What you are asked to do: Copy out each line below exactly as written.
BEGIN Data provided
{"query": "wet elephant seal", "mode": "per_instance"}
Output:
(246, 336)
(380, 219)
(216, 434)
END Data provided
Answer to this exercise:
{"query": "wet elephant seal", "mode": "per_instance"}
Output:
(246, 336)
(380, 219)
(216, 434)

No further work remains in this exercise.